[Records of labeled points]
START
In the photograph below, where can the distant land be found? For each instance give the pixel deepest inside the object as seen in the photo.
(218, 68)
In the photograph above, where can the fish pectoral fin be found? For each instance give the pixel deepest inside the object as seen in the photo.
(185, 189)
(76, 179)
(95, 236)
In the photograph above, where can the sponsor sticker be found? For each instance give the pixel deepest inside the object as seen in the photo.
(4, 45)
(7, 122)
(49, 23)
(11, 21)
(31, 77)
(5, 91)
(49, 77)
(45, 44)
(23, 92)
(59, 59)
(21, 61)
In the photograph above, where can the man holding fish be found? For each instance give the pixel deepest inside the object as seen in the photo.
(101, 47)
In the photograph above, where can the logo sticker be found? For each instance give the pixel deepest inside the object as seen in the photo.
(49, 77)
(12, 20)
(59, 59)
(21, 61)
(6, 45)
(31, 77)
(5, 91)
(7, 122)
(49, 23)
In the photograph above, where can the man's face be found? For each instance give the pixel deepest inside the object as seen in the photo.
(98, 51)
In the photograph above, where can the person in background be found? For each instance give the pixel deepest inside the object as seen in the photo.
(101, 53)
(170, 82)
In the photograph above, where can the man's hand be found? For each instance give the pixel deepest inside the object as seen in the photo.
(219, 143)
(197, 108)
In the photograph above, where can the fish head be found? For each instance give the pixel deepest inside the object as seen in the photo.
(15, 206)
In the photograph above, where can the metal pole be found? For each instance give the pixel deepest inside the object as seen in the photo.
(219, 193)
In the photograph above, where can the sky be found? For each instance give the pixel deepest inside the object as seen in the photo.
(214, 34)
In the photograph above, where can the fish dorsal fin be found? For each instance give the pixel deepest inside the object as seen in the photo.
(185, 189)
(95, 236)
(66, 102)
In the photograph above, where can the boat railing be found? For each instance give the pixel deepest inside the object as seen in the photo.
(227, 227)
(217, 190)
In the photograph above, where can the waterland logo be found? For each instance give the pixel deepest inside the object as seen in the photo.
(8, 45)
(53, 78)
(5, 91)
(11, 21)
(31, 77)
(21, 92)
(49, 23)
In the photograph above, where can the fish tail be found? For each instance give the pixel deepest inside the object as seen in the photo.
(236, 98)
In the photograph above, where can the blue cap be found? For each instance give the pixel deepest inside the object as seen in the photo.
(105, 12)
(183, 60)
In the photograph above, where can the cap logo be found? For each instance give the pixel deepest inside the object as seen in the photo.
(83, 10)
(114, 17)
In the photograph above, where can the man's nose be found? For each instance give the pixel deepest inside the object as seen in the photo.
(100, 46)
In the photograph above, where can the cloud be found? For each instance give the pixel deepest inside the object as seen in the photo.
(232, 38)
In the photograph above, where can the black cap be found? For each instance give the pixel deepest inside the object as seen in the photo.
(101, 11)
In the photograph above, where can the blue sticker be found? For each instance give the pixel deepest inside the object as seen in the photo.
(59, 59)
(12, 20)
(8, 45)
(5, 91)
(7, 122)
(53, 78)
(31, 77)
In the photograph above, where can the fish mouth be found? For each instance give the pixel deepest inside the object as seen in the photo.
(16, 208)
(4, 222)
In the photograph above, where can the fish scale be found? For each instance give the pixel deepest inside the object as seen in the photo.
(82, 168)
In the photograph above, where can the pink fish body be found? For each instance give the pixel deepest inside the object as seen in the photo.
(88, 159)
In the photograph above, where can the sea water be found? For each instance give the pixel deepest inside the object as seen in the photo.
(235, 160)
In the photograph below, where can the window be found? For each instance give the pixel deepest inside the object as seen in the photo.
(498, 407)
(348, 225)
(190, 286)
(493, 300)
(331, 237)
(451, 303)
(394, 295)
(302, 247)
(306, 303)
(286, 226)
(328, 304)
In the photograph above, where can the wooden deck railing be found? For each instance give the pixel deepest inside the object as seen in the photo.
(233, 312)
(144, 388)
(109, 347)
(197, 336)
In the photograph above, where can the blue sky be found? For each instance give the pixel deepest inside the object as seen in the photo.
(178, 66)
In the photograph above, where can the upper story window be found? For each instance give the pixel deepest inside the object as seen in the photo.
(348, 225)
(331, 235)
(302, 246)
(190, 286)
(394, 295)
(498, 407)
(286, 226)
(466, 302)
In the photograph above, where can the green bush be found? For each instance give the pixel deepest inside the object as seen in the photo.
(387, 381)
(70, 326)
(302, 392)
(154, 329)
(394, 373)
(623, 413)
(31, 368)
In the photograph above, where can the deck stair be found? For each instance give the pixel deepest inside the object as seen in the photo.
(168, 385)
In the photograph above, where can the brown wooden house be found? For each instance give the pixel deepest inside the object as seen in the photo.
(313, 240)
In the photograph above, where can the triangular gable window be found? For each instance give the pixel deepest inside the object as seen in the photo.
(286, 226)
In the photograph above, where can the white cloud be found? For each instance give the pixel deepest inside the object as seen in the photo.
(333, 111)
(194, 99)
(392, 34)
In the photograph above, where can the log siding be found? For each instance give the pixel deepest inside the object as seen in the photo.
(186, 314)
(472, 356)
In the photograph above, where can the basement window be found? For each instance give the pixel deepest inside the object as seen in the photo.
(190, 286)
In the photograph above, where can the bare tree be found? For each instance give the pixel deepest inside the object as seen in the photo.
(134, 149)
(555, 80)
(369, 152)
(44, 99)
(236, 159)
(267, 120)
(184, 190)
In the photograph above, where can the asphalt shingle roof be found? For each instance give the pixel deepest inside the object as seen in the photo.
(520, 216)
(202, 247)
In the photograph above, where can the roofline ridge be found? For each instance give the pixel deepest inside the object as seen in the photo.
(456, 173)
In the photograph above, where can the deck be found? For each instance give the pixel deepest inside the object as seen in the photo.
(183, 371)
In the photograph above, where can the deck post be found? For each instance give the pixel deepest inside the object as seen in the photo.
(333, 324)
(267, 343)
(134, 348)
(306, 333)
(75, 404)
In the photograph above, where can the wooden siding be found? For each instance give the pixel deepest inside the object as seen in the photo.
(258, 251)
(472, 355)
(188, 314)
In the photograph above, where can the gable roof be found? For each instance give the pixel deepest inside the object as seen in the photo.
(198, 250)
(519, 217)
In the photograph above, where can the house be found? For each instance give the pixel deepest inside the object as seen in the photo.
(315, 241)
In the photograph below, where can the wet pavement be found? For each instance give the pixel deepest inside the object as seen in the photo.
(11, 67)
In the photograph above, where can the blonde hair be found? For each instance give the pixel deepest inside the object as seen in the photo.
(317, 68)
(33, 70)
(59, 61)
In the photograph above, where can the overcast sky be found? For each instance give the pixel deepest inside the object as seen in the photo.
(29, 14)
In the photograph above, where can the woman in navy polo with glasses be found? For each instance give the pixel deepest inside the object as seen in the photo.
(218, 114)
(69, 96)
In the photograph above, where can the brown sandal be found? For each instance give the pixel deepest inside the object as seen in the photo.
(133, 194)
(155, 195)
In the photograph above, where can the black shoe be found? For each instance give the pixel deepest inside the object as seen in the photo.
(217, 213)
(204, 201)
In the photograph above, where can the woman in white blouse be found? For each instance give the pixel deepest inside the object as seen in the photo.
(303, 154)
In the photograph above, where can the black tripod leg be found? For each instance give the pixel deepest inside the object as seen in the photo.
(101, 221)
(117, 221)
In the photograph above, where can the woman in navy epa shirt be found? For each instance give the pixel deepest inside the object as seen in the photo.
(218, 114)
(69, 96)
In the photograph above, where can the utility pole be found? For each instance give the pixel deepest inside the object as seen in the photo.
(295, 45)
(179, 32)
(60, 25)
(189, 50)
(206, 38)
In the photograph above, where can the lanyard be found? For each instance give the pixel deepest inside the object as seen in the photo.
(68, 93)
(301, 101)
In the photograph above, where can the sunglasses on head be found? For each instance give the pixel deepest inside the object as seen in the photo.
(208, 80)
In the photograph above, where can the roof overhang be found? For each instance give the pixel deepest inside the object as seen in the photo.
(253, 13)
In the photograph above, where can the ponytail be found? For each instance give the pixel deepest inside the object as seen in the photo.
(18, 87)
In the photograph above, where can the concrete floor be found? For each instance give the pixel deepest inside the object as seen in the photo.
END
Instructions for the task - Reproduce the listing from the line containing "In the photograph above, where can the lanyard" through the end of the listing, requests included, and shift every coordinate in the answers by -19.

Finished answer -
In the photograph above, where can the lanyard be found? For each instance give the pixel deepest inside the object as seen in the photo.
(49, 74)
(282, 82)
In the photograph above, where can the sunglasses on head be found? For each instance give the pixel deepest inside the object as seen in the photo.
(189, 61)
In the photograph above, where can the roof overhang be found? For each instance give the pixel deepest inside the object as seen in the photo.
(234, -6)
In the photograph above, where can the ponytail be found? For each instance give the pixel deepest inside the object as seen in the photo.
(-1, 68)
In the photograph above, where can the concrete floor be found? For each instance give the pixel deepest inside the object as seen in the photo.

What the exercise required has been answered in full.